Entries from a point annotation set:

···

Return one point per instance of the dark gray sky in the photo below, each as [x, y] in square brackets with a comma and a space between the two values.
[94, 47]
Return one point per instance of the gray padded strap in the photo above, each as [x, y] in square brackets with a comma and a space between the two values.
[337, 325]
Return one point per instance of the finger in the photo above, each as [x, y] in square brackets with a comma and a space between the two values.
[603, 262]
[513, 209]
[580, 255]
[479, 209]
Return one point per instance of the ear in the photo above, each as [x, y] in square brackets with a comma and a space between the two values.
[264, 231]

···

Set exercise:
Could you write out all of the entries above again, requests included, offsetting every coordinate value in the answers by -136?

Solution to this exercise:
Return one point per instance of the dark gray sky in the photo below, each as [x, y] in square brackets with a comma and a space between the two values.
[-42, -89]
Return one point per instance of the gray padded strap in the photo above, each as [x, y] in square brackets with a comma and a space between the two values.
[201, 189]
Return one point per instance of the finger in the photo above, each as [x, y] in square brackets with a comma and a space between the two values.
[467, 126]
[377, 73]
[444, 119]
[343, 73]
Return one point per instance of the ear in the photo above, each as [x, y] in square brackets with a comma and a space between the two values.
[128, 95]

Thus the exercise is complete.